— start DOCUMENT TEXT —
# G4003G Headstock Alignment



## Splat (Jun 16, 2017)

A friend has had a G4003G for months now and finally getting around to leveling it, alignment, etc. and has asked me to help. He's not PC savvy so I'm his lifeline, so to speak. He surprisingly anchored his lathe to the floor after I advised him I had done so with mine. The lathe is leveled as close as he can get it using my machinist's level. He did the 2-collars test (I gave him Richard King's writeup on 2-collars test along with a few of my tips)  using a 12" rod of 2"diameter 6061 aluminum. He's using the 3-jaw chuck with about 10" stickout with 1/4"-wide collars at the ends.  Yesterday I remind him to lock the cross slide and now he's getting .002" difference between collars....  .002" over roughly 10".
Running the level up and down the ways sitting upon the compound the bubble doesn't move so I know the ways are leveled. Only thing I can think of now is his headstock/spindle needs to be moved to get better alignment. The one strap we used to lift the lathe was really tight up against the front-side (closest to operator) of the spindle nose when lifting so I'm wondering if that moved the headstock over a bit. Now I didn't need to do this on my G4003G, thank God. Anyone know if there's a locating pin under the headstock or what's the best way to achieve the alignment? Thank you.


----------



## fitterman1 (Jun 17, 2017)

The only way to find out is to power off and disconnect (play it safe) and remove the front fascia panel and have a look. You'll find at least two studs or bolts inside there.
The other two are most probably accessed from outside the headstock out back.
— end DOCUMENT TEXT —
> _PROBLEM 1_: Translate this sentence from the forum thread on headstock alignment into Spanish: "The other two are most probably accessed from outside the headstock out back."
— start SOURCE DATA —
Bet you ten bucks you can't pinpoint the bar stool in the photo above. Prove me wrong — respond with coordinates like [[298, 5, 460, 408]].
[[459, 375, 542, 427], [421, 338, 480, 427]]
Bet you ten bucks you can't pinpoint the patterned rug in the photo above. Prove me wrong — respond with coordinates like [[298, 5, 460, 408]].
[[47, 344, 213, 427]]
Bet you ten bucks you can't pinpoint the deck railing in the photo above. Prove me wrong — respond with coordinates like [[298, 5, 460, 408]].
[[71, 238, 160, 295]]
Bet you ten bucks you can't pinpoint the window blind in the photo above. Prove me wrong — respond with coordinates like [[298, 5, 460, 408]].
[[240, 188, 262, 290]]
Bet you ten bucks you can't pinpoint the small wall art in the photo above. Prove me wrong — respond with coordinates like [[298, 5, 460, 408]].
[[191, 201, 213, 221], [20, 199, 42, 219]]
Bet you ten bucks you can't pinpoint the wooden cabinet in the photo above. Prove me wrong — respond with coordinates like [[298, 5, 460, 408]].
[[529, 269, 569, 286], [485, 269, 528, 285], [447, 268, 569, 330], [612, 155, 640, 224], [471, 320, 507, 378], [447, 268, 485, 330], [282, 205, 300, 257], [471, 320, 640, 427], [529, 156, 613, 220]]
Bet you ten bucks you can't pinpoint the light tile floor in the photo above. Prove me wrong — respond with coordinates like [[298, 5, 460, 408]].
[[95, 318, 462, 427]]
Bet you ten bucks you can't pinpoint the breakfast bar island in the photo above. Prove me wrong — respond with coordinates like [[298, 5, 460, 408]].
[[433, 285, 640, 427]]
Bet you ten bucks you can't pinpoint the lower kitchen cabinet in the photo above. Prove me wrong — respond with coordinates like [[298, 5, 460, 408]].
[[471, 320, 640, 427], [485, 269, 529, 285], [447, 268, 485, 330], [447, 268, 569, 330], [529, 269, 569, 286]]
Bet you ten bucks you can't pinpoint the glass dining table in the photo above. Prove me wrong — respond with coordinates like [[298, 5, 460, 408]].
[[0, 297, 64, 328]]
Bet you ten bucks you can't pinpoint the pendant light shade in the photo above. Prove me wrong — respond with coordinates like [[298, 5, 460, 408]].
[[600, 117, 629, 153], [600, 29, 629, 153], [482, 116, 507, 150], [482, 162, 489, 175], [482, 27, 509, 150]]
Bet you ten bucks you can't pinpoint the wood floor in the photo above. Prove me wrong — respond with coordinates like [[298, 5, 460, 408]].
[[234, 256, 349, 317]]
— end SOURCE DATA —
> _PROBLEM 2_: Reproduce, unchanged, the part of the records that opens with the line containing "Bet you ten bucks you can't pinpoint the patterned" and closes with the line containing "156, 613, 220]]", both included, and nothing else.

> _TASK OUTPUT 1_: A las otras dos probablemente se accede desde fuera del cabezal, por la parte de atrás.

> _TASK OUTPUT 2_:
Bet you ten bucks you can't pinpoint the patterned rug in the photo above. Prove me wrong — respond with coordinates like [[298, 5, 460, 408]].
[[47, 344, 213, 427]]
Bet you ten bucks you can't pinpoint the deck railing in the photo above. Prove me wrong — respond with coordinates like [[298, 5, 460, 408]].
[[71, 238, 160, 295]]
Bet you ten bucks you can't pinpoint the window blind in the photo above. Prove me wrong — respond with coordinates like [[298, 5, 460, 408]].
[[240, 188, 262, 290]]
Bet you ten bucks you can't pinpoint the small wall art in the photo above. Prove me wrong — respond with coordinates like [[298, 5, 460, 408]].
[[191, 201, 213, 221], [20, 199, 42, 219]]
Bet you ten bucks you can't pinpoint the wooden cabinet in the photo above. Prove me wrong — respond with coordinates like [[298, 5, 460, 408]].
[[529, 269, 569, 286], [485, 269, 528, 285], [447, 268, 569, 330], [612, 155, 640, 224], [471, 320, 507, 378], [447, 268, 485, 330], [282, 205, 300, 257], [471, 320, 640, 427], [529, 156, 613, 220]]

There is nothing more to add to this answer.